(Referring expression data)
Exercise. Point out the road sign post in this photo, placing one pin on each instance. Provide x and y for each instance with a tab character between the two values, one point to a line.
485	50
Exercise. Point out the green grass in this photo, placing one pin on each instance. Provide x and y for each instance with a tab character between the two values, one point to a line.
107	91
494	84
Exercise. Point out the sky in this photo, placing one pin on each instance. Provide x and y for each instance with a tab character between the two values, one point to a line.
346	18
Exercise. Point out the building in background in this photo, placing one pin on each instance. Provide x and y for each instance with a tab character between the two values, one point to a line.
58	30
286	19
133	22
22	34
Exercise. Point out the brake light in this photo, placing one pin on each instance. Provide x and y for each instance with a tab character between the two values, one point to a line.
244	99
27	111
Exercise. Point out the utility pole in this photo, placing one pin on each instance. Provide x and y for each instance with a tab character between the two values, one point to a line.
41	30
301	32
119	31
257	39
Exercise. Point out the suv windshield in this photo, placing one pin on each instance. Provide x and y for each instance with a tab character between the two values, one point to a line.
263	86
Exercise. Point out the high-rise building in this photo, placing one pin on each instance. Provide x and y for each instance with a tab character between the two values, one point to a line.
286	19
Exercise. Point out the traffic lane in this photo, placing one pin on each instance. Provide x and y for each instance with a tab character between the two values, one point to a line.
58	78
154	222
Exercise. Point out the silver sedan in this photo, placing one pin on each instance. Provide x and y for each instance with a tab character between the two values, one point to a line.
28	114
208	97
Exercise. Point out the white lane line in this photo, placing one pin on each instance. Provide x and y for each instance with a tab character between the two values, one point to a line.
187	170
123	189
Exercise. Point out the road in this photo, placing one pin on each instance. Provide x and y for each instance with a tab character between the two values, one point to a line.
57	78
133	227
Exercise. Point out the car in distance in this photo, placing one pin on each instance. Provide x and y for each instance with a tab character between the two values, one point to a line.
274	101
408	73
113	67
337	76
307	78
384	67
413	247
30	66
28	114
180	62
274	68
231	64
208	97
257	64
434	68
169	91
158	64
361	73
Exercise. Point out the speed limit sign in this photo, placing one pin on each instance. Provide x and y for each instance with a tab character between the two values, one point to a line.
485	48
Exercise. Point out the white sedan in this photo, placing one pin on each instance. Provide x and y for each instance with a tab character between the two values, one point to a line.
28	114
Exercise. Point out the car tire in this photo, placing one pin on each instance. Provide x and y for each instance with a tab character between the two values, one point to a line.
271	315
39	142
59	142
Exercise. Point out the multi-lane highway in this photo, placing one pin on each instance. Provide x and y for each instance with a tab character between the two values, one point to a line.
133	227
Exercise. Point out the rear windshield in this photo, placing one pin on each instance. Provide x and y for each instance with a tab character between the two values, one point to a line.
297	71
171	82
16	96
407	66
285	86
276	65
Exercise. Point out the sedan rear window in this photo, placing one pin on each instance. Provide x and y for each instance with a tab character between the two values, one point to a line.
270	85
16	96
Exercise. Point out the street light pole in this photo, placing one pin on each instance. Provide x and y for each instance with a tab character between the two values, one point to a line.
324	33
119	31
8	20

■ **What you are asked to do**:
This exercise calls for repeating every line of the data exactly.

■ **Task response**:
Exercise. Point out the road sign post in this photo, placing one pin on each instance. Provide x and y for each instance with a tab character between the two values, one point to a line.
485	50
Exercise. Point out the green grass in this photo, placing one pin on each instance. Provide x and y for each instance with a tab character between the two values, one point to a line.
107	91
494	84
Exercise. Point out the sky in this photo, placing one pin on each instance. Provide x and y for each instance with a tab character between the two values, one point to a line.
346	18
Exercise. Point out the building in background in this photo, placing one pin on each instance. Provide x and y for each instance with a tab character between the two values, one point to a line.
58	30
286	19
133	22
22	34
Exercise. Point out the brake light in this photo, placing one pin on each instance. Provide x and y for each instance with a tab character between the two values, one point to a line.
244	99
27	111
Exercise. Point out the utility pole in this photo, placing one pin on each instance. Provide x and y for each instance with a tab character between the two values, one point to a line.
41	30
301	32
119	31
257	39
Exercise. Point out the suv windshield in this photo, placing one pin on each instance. Provide x and y for each instance with a tab character between the two values, one point to a line.
263	86
Exercise. Point out the high-rise building in this photo, placing one pin on each instance. Provide x and y for each instance with a tab character between the two values, one point to a line.
286	19
Exercise. Point out the traffic lane in this photo, placing one pin on each instance. Provide x and y for each instance with a tab character between the two values, one point to a line.
58	78
154	222
Exercise. Point out the silver sedan in this photo, placing one pin on each instance. Provide x and y for each instance with a tab character between the two values, one point to a line.
28	114
208	97
Exercise. Point out the white lane line in this photo, placing one pin on each instance. Provide x and y for each instance with a tab character between the two values, one point to a line.
187	170
123	189
Exercise. Point out the road in this photo, placing one pin on each instance. Provide x and y for each instance with a tab character between the two values, one point to a line.
57	78
133	227
Exercise. Point out the car in distance in this photo, placing one pin on each instance. Provide x and y for each instance with a tab character between the two values, one point to a line.
274	101
408	73
113	67
337	76
307	78
384	67
413	247
30	66
28	114
180	62
274	68
231	64
208	97
257	64
434	68
169	91
158	64
361	73
Exercise. Point out the speed limit sign in this photo, placing one pin on each instance. Provide x and y for each instance with a tab character between the two values, one point to a line.
485	48
Exercise. Point out the white sedan in this photo, placing one pin on each instance. Provide x and y for each instance with a tab character between the two values, one point to a line.
28	114
Exercise. Point out the car tire in this photo, placing one pin on each instance. Provide x and y for each instance with a tab character between the two values, one point to a line.
271	315
39	142
59	142
Exercise. Point out the multi-lane highway in this photo, placing one pin on each instance. Provide x and y for each instance with a tab character between the two values, one point to a line.
133	227
Exercise. Point out the rear windshield in this photo, placing one pin on each instance. Provide x and y for each instance with a tab character between the two values, one point to a line.
297	71
171	82
16	96
407	66
285	86
276	65
Exercise. Point out the sedan rear window in this photo, placing one pin on each instance. Provide x and y for each instance with a tab character between the two values, one point to a line.
270	85
16	96
Exercise. Point out the street light pole in this photo, placing one pin on each instance. Provide x and y for each instance with a tab character between the two values, one point to a line.
324	33
119	31
8	20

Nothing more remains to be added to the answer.